◆ **The task**
Convert every line of the data below into a Markdown table with the columns "Row" and "Line," numbering each row and leaving out blank lines.

## BEGIN Data lines

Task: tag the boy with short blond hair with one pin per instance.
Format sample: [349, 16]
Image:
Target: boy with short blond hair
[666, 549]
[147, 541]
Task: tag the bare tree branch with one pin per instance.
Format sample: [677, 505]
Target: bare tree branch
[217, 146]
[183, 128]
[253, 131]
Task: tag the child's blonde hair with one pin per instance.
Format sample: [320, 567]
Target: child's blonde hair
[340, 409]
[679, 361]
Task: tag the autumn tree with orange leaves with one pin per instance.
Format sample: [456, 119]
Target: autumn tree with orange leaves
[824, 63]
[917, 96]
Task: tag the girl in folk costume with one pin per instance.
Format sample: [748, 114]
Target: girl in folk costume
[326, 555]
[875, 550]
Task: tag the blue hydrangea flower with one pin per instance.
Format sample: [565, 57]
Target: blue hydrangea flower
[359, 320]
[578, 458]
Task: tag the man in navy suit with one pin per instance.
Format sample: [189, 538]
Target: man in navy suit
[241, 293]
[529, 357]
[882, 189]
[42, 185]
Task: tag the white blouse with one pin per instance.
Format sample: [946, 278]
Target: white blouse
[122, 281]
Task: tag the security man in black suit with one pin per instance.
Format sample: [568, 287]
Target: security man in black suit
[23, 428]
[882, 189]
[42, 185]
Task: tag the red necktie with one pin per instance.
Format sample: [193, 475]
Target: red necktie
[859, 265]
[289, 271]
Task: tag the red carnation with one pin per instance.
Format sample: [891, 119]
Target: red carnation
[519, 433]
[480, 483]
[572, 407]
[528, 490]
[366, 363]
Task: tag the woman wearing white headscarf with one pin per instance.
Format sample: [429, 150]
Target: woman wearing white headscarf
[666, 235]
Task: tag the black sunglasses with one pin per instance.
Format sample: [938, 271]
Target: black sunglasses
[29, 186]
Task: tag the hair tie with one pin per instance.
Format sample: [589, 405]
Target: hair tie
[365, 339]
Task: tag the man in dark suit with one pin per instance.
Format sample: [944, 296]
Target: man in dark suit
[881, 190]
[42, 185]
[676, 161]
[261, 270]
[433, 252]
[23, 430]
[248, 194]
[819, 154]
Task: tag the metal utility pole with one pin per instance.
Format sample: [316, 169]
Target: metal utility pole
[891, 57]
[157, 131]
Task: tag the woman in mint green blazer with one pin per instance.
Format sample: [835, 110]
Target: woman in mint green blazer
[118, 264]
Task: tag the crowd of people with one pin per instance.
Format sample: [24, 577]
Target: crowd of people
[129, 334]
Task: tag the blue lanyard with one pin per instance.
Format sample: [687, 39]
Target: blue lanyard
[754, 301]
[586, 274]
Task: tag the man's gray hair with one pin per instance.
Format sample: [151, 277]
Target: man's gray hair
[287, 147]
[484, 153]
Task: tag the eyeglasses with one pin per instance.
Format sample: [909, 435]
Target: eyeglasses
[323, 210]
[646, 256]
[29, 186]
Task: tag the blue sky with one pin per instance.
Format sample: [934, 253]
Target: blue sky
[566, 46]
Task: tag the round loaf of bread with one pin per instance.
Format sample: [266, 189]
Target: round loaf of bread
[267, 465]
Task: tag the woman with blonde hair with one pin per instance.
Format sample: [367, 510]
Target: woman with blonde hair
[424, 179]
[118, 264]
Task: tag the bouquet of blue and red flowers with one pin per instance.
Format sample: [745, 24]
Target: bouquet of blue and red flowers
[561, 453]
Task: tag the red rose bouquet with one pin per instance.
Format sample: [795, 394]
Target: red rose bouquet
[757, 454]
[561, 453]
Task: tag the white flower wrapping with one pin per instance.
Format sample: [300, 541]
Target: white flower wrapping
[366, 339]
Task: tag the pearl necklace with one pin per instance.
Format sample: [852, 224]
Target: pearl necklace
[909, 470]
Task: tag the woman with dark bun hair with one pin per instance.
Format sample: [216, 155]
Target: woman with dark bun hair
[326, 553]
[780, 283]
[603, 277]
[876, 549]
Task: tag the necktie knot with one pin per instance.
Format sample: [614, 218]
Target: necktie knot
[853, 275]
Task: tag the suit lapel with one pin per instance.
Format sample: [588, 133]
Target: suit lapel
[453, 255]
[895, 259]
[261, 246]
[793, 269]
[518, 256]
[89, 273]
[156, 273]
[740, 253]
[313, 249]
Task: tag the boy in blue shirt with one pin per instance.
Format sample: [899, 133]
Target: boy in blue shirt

## END Data lines

◆ **Full answer**
| Row | Line |
|---|---|
| 1 | Task: tag the boy with short blond hair with one pin per instance. |
| 2 | Format sample: [349, 16] |
| 3 | Image: |
| 4 | Target: boy with short blond hair |
| 5 | [666, 549] |
| 6 | [147, 541] |
| 7 | Task: tag the bare tree branch with one pin per instance. |
| 8 | Format sample: [677, 505] |
| 9 | Target: bare tree branch |
| 10 | [217, 146] |
| 11 | [183, 128] |
| 12 | [253, 131] |
| 13 | Task: tag the child's blonde hair with one pin per instance. |
| 14 | Format sample: [320, 567] |
| 15 | Target: child's blonde hair |
| 16 | [340, 409] |
| 17 | [679, 361] |
| 18 | Task: tag the autumn tree with orange leaves with one pin per instance. |
| 19 | Format sample: [456, 119] |
| 20 | Target: autumn tree with orange leaves |
| 21 | [824, 63] |
| 22 | [917, 96] |
| 23 | Task: tag the girl in folk costume with one pin per instance. |
| 24 | Format sample: [748, 114] |
| 25 | Target: girl in folk costume |
| 26 | [326, 555] |
| 27 | [875, 550] |
| 28 | Task: tag the blue hydrangea flower with one pin per instance. |
| 29 | Format sample: [565, 57] |
| 30 | Target: blue hydrangea flower |
| 31 | [359, 320] |
| 32 | [578, 458] |
| 33 | Task: tag the man in navy suit with one pin per instance. |
| 34 | Format sample: [189, 538] |
| 35 | Target: man in navy suit |
| 36 | [241, 293] |
| 37 | [529, 357] |
| 38 | [882, 189] |
| 39 | [42, 185] |
| 40 | Task: tag the white blouse with one pin per instance. |
| 41 | Format sample: [946, 278] |
| 42 | Target: white blouse |
| 43 | [122, 281] |
| 44 | Task: tag the security man in black suit with one pin per instance. |
| 45 | Format sample: [568, 287] |
| 46 | Target: security man in black suit |
| 47 | [23, 428] |
| 48 | [882, 189] |
| 49 | [42, 185] |
| 50 | Task: tag the red necktie with one pin per instance. |
| 51 | Format sample: [193, 475] |
| 52 | Target: red necktie |
| 53 | [859, 265] |
| 54 | [289, 271] |
| 55 | Task: tag the red carnation with one pin per instance. |
| 56 | Format sample: [891, 119] |
| 57 | Target: red carnation |
| 58 | [519, 433] |
| 59 | [480, 483] |
| 60 | [572, 407] |
| 61 | [528, 490] |
| 62 | [366, 363] |
| 63 | Task: tag the woman wearing white headscarf with one pin per instance. |
| 64 | Format sample: [429, 150] |
| 65 | Target: woman wearing white headscarf |
| 66 | [666, 235] |
| 67 | Task: tag the black sunglasses with one pin per instance. |
| 68 | Format sample: [938, 271] |
| 69 | Target: black sunglasses |
| 70 | [29, 186] |
| 71 | Task: tag the hair tie with one pin per instance. |
| 72 | Format sample: [589, 405] |
| 73 | Target: hair tie |
| 74 | [365, 339] |
| 75 | Task: tag the man in dark suit with one pin per instance. |
| 76 | Format sample: [944, 296] |
| 77 | Target: man in dark suit |
| 78 | [881, 190] |
| 79 | [42, 185] |
| 80 | [676, 161] |
| 81 | [261, 270] |
| 82 | [433, 252] |
| 83 | [23, 430] |
| 84 | [248, 194] |
| 85 | [819, 154] |
| 86 | Task: tag the metal utility pole with one pin per instance. |
| 87 | Format sample: [316, 169] |
| 88 | Target: metal utility pole |
| 89 | [891, 57] |
| 90 | [157, 131] |
| 91 | Task: tag the woman in mint green blazer with one pin per instance. |
| 92 | Format sample: [835, 110] |
| 93 | Target: woman in mint green blazer |
| 94 | [118, 264] |
| 95 | Task: tag the crowd of people with one pin per instance. |
| 96 | Format sample: [24, 577] |
| 97 | Target: crowd of people |
| 98 | [129, 334] |
| 99 | Task: tag the blue lanyard with one pin per instance. |
| 100 | Format sample: [687, 39] |
| 101 | Target: blue lanyard |
| 102 | [754, 301] |
| 103 | [586, 274] |
| 104 | Task: tag the man's gray hair with one pin per instance. |
| 105 | Format sample: [151, 277] |
| 106 | Target: man's gray hair |
| 107 | [287, 147] |
| 108 | [484, 153] |
| 109 | Task: tag the eyeglasses with one pin per instance. |
| 110 | Format sample: [909, 435] |
| 111 | Target: eyeglasses |
| 112 | [323, 210] |
| 113 | [646, 256] |
| 114 | [29, 186] |
| 115 | Task: tag the blue sky with one pin per instance. |
| 116 | Format sample: [934, 253] |
| 117 | Target: blue sky |
| 118 | [566, 46] |
| 119 | Task: tag the round loaf of bread with one pin per instance. |
| 120 | Format sample: [266, 189] |
| 121 | Target: round loaf of bread |
| 122 | [267, 465] |
| 123 | Task: tag the woman with blonde hair with one pin per instance. |
| 124 | Format sample: [367, 510] |
| 125 | Target: woman with blonde hair |
| 126 | [424, 179] |
| 127 | [118, 264] |
| 128 | Task: tag the bouquet of blue and red flowers with one pin per instance. |
| 129 | Format sample: [745, 24] |
| 130 | Target: bouquet of blue and red flowers |
| 131 | [561, 453] |
| 132 | Task: tag the red rose bouquet with one pin per instance. |
| 133 | Format sample: [795, 394] |
| 134 | Target: red rose bouquet |
| 135 | [757, 454] |
| 136 | [561, 453] |
| 137 | Task: tag the white flower wrapping with one pin per instance. |
| 138 | Format sample: [300, 541] |
| 139 | Target: white flower wrapping |
| 140 | [366, 339] |
| 141 | Task: tag the pearl necklace with one pin per instance. |
| 142 | Format sample: [852, 224] |
| 143 | Target: pearl necklace |
| 144 | [909, 470] |
| 145 | Task: tag the woman with dark bun hair with one pin per instance. |
| 146 | Format sample: [216, 155] |
| 147 | Target: woman with dark bun hair |
| 148 | [326, 553] |
| 149 | [780, 283] |
| 150 | [603, 277] |
| 151 | [876, 549] |
| 152 | Task: tag the necktie knot with one pin per instance. |
| 153 | Format sample: [614, 218] |
| 154 | Target: necktie knot |
| 155 | [853, 275] |
| 156 | Task: tag the suit lapel with one pin per instance. |
| 157 | Format sample: [588, 133] |
| 158 | Target: suit lapel |
| 159 | [453, 255] |
| 160 | [895, 259] |
| 161 | [261, 246] |
| 162 | [793, 269] |
| 163 | [518, 256] |
| 164 | [89, 273] |
| 165 | [156, 273] |
| 166 | [740, 253] |
| 167 | [313, 249] |
| 168 | Task: tag the boy in blue shirt with one pin per instance. |
| 169 | Format sample: [899, 133] |
| 170 | Target: boy in blue shirt |